▶ Excerpted text:
++++++++++

Book #23 was A Place of Healing: Wrestling with the Mysteries of Suffering, Pain, and God's Sovereignty, by Joni Eareckson Tada. If anybody has earned the right to talk about these issues, it's this author, who has spent the last fifty years in a wheelchair after breaking her neck as a teenager. In addition to quadriplegia, she also has suffered for many years from chronic pain, and more recently breast cancer.

Book #24 was A Great Reckoning, by Louise Penny, the twelfth Inspector Gamache book. I liked the new setting of this novel, the police training college that Inspector Gamache is supposed to clean up, but I didn't understand why several characters had to head to Three Pines midway through the book and hang out there.

Book #25 was All He Ever Wanted, by Anita Shreve, a sad, depressing story of a marriage based on a complete lack of communication.

Book #26 was The Chalk Artist, by Allegra Goodman. I really enjoyed this story about creativity, how our brains work, what we get or don't get from our families. I especially liked the teacher character, Nina, and the realistic, sympathetic sections about how she is learning her job. There aren't many books that mine the emotional territory of how hard it is to teach, especially at the beginning.

++++++++++

▶ Prompt 1: In the reading notes, how long has Joni Eareckson Tada spent in a wheelchair?
▶ Prompt 2: Update the reading notes by giving the part between "Book #26 was" and "at the beginning.", inclusive, with "creativity" changed to "imagination".
▶ Prompt 3: Write what comes next in the reading notes, picking up after their final sentence.

++++++++++

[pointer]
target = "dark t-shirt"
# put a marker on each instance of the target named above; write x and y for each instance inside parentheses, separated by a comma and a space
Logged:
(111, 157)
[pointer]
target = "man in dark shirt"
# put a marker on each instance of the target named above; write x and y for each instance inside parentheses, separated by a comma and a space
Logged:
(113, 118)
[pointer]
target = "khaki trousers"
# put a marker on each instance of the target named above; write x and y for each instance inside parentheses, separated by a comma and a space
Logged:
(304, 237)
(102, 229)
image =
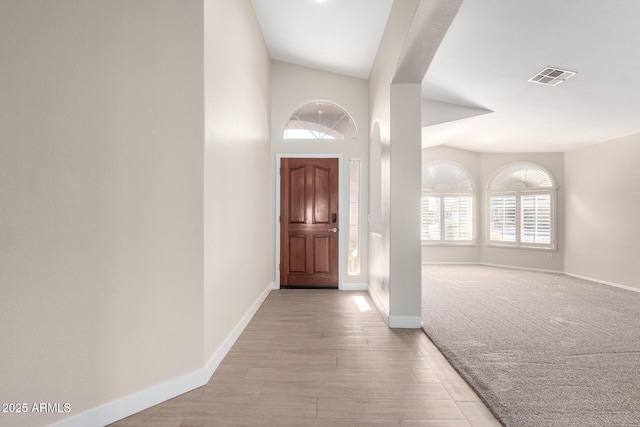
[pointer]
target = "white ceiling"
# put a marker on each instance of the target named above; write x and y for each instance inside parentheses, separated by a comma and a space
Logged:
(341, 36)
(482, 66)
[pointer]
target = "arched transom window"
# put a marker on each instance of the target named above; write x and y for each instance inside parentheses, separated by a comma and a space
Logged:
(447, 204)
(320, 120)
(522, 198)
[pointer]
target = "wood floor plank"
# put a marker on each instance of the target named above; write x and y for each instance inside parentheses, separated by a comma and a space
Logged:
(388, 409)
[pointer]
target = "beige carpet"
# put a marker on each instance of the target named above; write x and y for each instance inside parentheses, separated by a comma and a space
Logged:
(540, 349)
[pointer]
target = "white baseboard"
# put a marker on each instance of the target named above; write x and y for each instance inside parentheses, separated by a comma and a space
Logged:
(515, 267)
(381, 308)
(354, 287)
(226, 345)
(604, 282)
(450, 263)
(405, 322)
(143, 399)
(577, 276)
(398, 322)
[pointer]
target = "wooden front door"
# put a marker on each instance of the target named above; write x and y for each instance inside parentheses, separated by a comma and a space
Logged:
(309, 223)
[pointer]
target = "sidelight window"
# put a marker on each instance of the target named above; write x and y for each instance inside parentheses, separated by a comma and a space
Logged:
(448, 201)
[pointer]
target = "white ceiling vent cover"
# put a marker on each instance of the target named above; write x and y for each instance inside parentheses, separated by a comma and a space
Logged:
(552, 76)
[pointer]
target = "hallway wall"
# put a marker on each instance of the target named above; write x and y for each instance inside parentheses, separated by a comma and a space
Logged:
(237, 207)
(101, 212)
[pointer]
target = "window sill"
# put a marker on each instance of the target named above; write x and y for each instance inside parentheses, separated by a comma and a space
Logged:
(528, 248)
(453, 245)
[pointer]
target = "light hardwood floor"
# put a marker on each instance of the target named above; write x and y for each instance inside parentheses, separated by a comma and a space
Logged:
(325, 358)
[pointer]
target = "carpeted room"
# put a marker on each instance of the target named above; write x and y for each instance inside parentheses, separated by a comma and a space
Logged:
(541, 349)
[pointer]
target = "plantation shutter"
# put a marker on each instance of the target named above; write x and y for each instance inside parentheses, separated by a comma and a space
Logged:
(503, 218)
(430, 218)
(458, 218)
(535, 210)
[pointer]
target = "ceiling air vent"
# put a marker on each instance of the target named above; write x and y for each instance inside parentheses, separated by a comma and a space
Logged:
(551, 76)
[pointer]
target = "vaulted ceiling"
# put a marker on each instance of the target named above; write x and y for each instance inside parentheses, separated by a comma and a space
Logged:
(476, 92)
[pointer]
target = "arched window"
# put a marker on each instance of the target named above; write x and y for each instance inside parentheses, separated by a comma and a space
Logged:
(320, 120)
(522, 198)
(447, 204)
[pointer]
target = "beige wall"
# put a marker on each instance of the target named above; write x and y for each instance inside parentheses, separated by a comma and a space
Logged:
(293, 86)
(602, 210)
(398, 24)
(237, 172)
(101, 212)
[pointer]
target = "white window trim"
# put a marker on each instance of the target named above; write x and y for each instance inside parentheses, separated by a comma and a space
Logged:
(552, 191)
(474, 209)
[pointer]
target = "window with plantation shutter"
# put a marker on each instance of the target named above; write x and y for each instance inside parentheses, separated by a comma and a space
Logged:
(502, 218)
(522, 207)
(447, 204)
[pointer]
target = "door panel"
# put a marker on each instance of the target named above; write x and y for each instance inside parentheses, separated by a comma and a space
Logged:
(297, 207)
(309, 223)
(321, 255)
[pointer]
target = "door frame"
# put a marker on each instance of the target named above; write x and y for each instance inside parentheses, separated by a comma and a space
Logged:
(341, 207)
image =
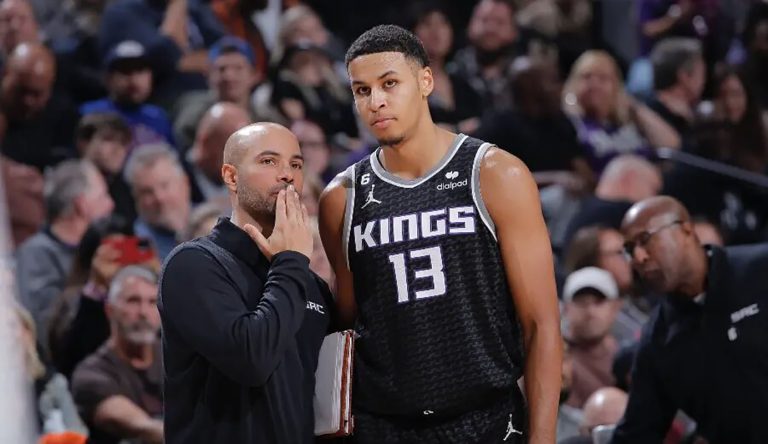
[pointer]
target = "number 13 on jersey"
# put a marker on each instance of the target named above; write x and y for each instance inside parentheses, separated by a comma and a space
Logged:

++++++++++

▶ Task result 1: Fifty years.

▶ Task result 2:
Book #26 was The Chalk Artist, by Allegra Goodman. I really enjoyed this story about imagination, how our brains work, what we get or don't get from our families. I especially liked the teacher character, Nina, and the realistic, sympathetic sections about how she is learning her job. There aren't many books that mine the emotional territory of how hard it is to teach, especially at the beginning.

▶ Task result 3:
Book #27 was Out of the House of Bread: Satisfying Your Hunger for God with the Spiritual Disciplines, by Preston Yancey. I liked this, especially the extended metaphor of baking and spirituality. (I'm not a baker, but I live with one.) Yancey is very reflective and goes beyond the obvious. Here he is on prayer: "Kneading is a work of wrestling, of working out something from chaos into something that has form. Intercessory prayer is like that. We are working out with God the mess of things, the chaos of being, and seeing what shape and form it could take on when we turn it over, again and again, back to God." Elsewhere he writes: "Icons are the ordinary signs of miracle. There is never just a cup in this world when every cup brings to mind the cup held by Jesus on the night he was betrayed, when he said it held his blood shed for us. There is never just a bed when every bed brings to mind the command of God to speak of the stories of God at all times and in all places, in our lying down and our rising. There is never just a basin of water when all water is called holy because Jesus entered the waters of baptism with us, called himself living water at the well of Jacob." I will probably read this one again; there's a lot to think about here.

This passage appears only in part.